PROMPT A:
Rewrite the stretch of the healthcare policy essay from "But the problem" through "to the warpath.", switching "Big Pharma" to "drug companies".
PROMPT B:
In the healthcare policy essay, whom does Investors Business Daily claim would have died under the British socialized system?
PROMPT C:
Carry the healthcare policy essay forward with the next passage, starting after its last sentence.

EXCERPT:
Why Bad Healthcare Policy Makes for Bad Politics, Too

Like you, dear reader, I have watched in horror and confusion as the nutty Sarah Palin wing of the Republican Party has sent vacationing Democrats scurrying for cover. The fodder for so many SNL parodies we thought were well mocked and deeply buried reemerge. According to the papers of record, the angry white man (and wife) making accusations of communism, fascism and euthanasia are signs of a tectonic political shift, a changing momentum. Obama has been caught flat-footed, they write, grasping for the correct strategy that will quash this unsettling freak show. Pundits ferret out tactical missteps and well-wishers propose technocratic solutions for a poll-driven establishment -- why can't Rahm Emanuel and David Axelrod figure this one out?

The Democrats seem hobbled by small-scale protests that would have been quickly dispatched with teargas and mass arrests had they come from the Left. The Teabagging-Birthmen have saved some of their sharpest barbs for the Senatorial gerontocracy, issuing threats of hypothetical death under "Obamacare." The fabulous "Death Panel" lies have become the story, winning the day by virtue of being seriously considered. If only the Left's fact-based claims against disastrous, NAFTA-style trade agreements received such vigorous media attention. Investors Business Daily went so far as to use Stephen Hawking to slander the British National Health Service, saying that the physicist would have died under the socialized system. Hawking, of course, is British, and credits the NHP with keeping him alive.

But the problem here is not bad strategy -- it's crappy policy. Obama's healthcare plan -- full of odd stakeholder triangulations, backroom deals with Big Pharma, and lavish concessions to Chairman Baucus and private insurers -- is confusing and falls way short of the campaign's lofty rhetoric. Establishment pols say political infeasibility makes single-payer healthcare a non-starter, but the recent political tragicomedy unfolding in VFWs and gymnasiums across America have only left the Left dispirited and brought the Right, smelling blood, to the warpath.

INFORMATION SUPPLIED:
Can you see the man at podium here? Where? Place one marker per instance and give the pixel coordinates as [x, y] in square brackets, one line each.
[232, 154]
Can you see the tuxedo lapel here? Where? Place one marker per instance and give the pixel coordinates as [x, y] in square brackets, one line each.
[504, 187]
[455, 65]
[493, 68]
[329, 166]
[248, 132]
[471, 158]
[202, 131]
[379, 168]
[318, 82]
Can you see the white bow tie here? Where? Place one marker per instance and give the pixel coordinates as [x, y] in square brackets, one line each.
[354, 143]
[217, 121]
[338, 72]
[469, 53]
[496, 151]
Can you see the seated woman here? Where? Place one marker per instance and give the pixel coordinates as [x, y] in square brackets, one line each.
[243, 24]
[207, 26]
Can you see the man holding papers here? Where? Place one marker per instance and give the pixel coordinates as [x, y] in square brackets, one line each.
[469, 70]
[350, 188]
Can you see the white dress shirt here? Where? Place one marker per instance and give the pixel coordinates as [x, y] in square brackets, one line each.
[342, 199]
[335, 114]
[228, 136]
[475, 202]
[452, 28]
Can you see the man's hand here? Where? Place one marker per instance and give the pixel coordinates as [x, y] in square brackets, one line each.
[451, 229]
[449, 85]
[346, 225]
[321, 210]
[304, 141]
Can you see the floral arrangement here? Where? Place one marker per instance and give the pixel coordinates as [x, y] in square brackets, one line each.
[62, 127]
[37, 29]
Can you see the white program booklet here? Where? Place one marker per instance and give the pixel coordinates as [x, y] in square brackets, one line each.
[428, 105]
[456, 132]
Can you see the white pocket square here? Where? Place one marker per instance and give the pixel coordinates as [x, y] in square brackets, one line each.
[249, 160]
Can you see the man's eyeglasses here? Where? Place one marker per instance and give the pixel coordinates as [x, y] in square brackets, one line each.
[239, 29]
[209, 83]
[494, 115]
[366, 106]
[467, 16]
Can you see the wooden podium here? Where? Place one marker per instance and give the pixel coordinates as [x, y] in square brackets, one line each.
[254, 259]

ANSWER BOX A:
But the problem here is not bad strategy -- it's crappy policy. Obama's healthcare plan -- full of odd stakeholder triangulations, backroom deals with drug companies, and lavish concessions to Chairman Baucus and private insurers -- is confusing and falls way short of the campaign's lofty rhetoric. Establishment pols say political infeasibility makes single-payer healthcare a non-starter, but the recent political tragicomedy unfolding in VFWs and gymnasiums across America have only left the Left dispirited and brought the Right, smelling blood, to the warpath.

ANSWER BOX B:
Stephen Hawking

ANSWER BOX C:
The spontaneous grassroots energy of 2008 has evaporated. Only some unions and groups with built-in mobilizing capacity (and long-term relationships of institutional dependency with the Democratic Party) are confronting the Don't-Tread-On-Mees en masse. And things are only getting worse; the political stupidity of responding to a non-existent mass constituency, so-called "centrism," advances towards its perverse end: The "public option," almost the only good thing about this proposal, is going to be dropped.

But this is the bed the Administration (and the inside-the-Beltway institutional Left) made for itself. Instead of demanding what we know is best (single-payer universal healthcare) and compromising on a not so great improvement (a public option competing against the private vampires), the big Left-of-Center institutions started out with middling demands, and here we are, left with nothing.

As the teabaggers make clear, this is about a whole lot more than healthcare. For the town hall crashers, healthcare is a proxy fight in a broader war of attrition that seeks nothing short of an early hobbling -- nay, overthrow -- of Obama. Yet without a healthcare plan that's worth standing up for, I don't think I'm down for confronting the crazies, utterly terrifying though they may be. We should be willing to compromise, but the absence of a public option would be pure capitulation.